» Exercise requirements:
Locate each line of the items below that contains the word "target", and copy those lines.

# Task input start

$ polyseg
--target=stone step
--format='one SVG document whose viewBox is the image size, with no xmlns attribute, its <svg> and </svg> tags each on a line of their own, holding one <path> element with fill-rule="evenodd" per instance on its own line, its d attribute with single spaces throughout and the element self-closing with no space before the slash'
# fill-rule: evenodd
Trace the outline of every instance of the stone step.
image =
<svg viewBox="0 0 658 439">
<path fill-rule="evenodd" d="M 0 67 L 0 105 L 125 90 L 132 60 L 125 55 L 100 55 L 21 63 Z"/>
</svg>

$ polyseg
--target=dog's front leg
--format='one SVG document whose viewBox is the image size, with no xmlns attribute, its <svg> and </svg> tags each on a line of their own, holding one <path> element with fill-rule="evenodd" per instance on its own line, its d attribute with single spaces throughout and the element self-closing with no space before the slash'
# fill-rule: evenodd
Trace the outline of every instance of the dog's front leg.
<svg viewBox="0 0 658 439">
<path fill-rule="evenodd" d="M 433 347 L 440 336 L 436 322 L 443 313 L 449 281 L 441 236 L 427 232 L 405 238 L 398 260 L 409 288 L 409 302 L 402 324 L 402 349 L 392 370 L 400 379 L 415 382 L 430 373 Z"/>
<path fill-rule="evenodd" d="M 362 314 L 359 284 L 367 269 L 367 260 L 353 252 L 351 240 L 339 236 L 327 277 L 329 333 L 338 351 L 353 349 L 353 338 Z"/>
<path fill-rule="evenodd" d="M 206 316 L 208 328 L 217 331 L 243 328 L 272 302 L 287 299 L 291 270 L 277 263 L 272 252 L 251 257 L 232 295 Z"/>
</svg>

# Task input end

» Problem solution:
--target=stone step
--target=dog's front leg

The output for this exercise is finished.